Assigned task
Reprint every entry, character for character.

++++++++++++++++++++

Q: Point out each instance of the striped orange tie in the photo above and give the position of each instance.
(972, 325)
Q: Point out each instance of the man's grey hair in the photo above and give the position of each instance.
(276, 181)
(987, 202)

++++++++++++++++++++

Task response
Q: Point out each instance of the striped orange tie in the photo above and give the position of each instance.
(972, 325)
Q: Point out each instance of the man's grey hair in the photo above and give the position of each instance.
(276, 181)
(987, 202)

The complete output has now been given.